THE PRESERVATIONIST is an entertaining, interesting, thought-provoking story and suitable for persons of (biblical) faith as well as persons without faith. Regardless of your spiritual status or belief, the story told here is worth reading - as is the story in it's original form as found in the book of GENESIS.
The bible account is fairly straightforward. Reading it first or having a prior knowledge of it will make the genius of THE PRESERVATIONIST much more apparent. It takes a well known story of mankind's past and transforms the faceless, colorless, personality-free characters & events into something easy to identify with.
The characters are very diverse in their personalities. The characters are marked by equal parts of reverence & irreverence, grit, flaws & strengths. They are real. Anytime a story of the past is retold with characters WE can identify with it takes the story from a cold distant telling and makes it OUR OWN. One we could visualize struggling through and getting past. THAT is what this book does so well.
If you are a person without faith in the bible account, you will be entertained. If you are a person WITH faith in the biblical account you may be surprised to find your faith & appreciation strengthened.
Opens up the theological imagination as well as a great piece of fiction. Nov 4, 2006
I just got finished reading The Preservationist by David Maine. It's a creative re-telling of the story of Noah from the time of God's call to build an ark to when he and his family went their seperate ways to go and re-populate the Earth.
= = = =
- _REQUIREMENT 1_
Duplicate everything in the review of The Preservationist from "The bible account is" down to "to identify with.".
- _REQUIREMENT 2_
According to the review of The Preservationist, who wrote the book?
None of the records that come next are needed here.

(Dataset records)
= = = =
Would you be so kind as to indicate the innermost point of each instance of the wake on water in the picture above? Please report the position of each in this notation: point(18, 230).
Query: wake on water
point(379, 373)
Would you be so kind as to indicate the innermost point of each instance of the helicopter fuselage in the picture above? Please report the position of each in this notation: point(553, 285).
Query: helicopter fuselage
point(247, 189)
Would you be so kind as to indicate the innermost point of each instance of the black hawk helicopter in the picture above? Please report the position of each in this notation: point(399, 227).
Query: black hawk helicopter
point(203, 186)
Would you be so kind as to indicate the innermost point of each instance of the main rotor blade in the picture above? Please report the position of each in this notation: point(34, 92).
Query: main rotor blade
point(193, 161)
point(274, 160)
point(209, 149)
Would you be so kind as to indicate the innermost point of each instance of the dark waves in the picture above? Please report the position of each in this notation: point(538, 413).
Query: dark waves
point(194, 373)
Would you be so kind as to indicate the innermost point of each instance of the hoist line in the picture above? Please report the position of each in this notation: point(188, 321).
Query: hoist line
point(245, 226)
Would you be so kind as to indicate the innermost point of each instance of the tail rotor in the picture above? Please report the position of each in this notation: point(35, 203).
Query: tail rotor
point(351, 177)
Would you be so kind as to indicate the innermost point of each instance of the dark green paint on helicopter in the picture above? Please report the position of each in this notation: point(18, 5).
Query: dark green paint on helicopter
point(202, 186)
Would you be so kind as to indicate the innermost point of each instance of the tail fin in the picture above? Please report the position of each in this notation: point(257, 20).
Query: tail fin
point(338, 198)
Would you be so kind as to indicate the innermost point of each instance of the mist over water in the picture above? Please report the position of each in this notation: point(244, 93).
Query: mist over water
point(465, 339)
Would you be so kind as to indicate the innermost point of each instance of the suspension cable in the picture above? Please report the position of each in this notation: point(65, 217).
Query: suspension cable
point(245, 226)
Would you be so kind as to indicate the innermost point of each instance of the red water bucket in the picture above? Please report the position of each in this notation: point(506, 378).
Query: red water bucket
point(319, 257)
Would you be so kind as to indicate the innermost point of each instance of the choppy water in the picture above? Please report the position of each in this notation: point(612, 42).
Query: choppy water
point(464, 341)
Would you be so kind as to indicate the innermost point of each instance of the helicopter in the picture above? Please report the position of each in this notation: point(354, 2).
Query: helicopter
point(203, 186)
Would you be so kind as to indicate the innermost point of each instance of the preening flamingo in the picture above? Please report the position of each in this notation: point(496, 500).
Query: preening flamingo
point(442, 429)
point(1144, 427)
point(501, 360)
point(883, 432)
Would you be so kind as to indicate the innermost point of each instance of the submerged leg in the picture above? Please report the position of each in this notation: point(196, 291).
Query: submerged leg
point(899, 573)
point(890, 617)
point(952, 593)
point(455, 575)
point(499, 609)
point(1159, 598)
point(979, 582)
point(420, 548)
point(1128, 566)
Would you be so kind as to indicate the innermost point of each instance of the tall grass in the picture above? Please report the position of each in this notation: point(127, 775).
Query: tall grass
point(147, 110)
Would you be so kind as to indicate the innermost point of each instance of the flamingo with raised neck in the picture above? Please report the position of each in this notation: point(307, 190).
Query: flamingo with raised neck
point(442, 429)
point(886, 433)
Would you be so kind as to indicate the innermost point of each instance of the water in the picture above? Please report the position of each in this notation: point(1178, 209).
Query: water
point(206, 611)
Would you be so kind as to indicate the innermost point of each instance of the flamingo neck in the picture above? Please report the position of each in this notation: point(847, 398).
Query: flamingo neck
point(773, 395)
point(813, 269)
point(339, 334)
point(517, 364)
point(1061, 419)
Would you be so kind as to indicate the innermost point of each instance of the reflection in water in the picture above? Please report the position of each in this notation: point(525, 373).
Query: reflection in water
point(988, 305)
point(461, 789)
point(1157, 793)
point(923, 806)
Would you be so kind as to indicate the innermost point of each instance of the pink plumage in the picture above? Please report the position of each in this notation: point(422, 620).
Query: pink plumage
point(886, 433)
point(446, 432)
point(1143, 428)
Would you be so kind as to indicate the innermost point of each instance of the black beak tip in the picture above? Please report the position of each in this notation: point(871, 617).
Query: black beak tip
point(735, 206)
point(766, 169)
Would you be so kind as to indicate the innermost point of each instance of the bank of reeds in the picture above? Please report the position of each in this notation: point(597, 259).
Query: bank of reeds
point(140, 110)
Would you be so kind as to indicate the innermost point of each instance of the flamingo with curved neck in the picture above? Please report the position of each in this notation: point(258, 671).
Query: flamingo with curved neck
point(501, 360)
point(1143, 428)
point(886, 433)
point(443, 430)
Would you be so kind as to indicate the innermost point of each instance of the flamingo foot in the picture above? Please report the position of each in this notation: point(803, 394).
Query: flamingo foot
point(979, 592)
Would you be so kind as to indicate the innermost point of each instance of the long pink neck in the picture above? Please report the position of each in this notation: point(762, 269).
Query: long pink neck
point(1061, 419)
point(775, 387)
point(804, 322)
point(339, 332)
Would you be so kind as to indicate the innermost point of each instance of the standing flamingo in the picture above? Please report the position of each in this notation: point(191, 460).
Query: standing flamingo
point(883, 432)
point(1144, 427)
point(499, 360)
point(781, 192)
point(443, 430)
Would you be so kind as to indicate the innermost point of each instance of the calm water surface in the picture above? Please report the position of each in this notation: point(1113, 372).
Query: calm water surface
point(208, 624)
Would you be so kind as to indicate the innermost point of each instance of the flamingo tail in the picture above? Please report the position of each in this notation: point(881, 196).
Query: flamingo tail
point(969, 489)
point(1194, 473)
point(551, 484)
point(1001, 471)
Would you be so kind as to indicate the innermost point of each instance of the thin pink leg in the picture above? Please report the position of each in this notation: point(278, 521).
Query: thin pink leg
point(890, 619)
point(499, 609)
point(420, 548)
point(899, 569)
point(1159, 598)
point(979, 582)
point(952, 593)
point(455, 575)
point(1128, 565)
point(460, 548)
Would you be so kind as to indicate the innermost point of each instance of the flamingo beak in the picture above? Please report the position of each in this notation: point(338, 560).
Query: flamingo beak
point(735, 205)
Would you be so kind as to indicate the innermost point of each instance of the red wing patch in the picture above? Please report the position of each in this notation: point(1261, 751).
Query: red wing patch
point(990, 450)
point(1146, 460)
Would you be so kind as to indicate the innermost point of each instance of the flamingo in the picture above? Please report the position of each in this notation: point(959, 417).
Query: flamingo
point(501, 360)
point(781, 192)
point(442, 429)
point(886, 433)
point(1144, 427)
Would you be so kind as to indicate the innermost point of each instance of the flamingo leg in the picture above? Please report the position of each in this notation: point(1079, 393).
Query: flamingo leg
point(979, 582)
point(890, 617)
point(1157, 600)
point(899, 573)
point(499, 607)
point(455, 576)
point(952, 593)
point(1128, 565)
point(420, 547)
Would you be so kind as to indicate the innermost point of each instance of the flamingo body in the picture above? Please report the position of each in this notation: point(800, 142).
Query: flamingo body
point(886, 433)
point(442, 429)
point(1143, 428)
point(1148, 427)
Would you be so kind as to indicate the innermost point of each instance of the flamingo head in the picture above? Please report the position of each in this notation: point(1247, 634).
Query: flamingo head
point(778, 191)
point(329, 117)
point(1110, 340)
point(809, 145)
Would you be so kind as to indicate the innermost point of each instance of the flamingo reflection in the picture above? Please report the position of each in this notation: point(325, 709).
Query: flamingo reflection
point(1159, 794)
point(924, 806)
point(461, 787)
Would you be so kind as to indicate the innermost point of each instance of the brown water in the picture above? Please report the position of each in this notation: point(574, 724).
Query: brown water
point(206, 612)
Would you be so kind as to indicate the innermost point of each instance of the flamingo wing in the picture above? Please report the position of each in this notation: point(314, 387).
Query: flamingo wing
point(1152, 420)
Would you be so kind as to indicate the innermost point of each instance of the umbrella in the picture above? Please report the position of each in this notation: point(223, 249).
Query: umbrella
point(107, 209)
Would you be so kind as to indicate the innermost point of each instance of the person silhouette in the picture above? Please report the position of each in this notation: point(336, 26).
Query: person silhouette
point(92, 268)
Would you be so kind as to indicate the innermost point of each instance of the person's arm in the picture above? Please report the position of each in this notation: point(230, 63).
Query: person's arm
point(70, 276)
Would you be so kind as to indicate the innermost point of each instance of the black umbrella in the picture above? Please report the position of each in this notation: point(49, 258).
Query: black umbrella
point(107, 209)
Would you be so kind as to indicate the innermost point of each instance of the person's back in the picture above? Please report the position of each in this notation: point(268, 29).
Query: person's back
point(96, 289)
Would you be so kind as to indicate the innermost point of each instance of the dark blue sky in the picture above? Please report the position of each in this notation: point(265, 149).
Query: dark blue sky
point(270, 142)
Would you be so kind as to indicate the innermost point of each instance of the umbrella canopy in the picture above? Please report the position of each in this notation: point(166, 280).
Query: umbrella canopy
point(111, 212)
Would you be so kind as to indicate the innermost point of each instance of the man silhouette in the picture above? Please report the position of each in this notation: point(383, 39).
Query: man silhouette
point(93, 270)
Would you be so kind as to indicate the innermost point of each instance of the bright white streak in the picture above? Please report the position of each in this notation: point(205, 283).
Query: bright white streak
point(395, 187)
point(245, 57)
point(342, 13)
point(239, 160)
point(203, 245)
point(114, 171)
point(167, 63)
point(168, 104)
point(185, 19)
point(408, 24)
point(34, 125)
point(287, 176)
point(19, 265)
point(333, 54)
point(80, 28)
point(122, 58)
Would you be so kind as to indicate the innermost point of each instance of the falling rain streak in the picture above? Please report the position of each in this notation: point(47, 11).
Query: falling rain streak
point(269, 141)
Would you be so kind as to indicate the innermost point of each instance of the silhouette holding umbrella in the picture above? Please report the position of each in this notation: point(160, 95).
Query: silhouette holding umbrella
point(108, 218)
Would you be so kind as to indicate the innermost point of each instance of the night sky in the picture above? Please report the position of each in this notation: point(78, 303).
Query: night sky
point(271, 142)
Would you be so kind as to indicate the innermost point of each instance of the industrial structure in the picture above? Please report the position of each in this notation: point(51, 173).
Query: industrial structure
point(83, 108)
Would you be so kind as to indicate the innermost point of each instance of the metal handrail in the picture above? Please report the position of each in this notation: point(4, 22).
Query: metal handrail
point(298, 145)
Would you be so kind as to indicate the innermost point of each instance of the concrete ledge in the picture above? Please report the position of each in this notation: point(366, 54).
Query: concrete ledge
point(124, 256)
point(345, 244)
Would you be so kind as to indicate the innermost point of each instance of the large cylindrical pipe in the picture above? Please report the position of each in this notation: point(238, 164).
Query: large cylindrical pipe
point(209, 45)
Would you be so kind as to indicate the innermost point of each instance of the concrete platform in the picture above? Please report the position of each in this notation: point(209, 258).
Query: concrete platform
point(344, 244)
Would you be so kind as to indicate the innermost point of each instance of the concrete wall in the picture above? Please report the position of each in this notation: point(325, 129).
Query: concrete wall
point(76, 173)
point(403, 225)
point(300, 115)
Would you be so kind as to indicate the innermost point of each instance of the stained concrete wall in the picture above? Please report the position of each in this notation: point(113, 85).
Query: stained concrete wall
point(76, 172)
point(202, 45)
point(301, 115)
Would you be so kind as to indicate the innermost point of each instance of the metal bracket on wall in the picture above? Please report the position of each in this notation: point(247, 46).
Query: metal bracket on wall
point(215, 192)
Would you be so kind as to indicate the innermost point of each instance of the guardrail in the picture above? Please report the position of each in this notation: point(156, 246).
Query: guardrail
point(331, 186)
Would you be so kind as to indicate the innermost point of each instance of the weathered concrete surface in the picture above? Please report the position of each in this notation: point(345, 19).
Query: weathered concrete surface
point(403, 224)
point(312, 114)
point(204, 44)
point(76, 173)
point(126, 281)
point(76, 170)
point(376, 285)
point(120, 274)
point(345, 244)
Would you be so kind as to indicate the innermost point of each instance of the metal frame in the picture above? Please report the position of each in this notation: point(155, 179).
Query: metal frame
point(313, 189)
= = = =
- _TASK SOLUTION 1_
The bible account is fairly straightforward. Reading it first or having a prior knowledge of it will make the genius of THE PRESERVATIONIST much more apparent. It takes a well known story of mankind's past and transforms the faceless, colorless, personality-free characters & events into something easy to identify with.

- _TASK SOLUTION 2_
David Maine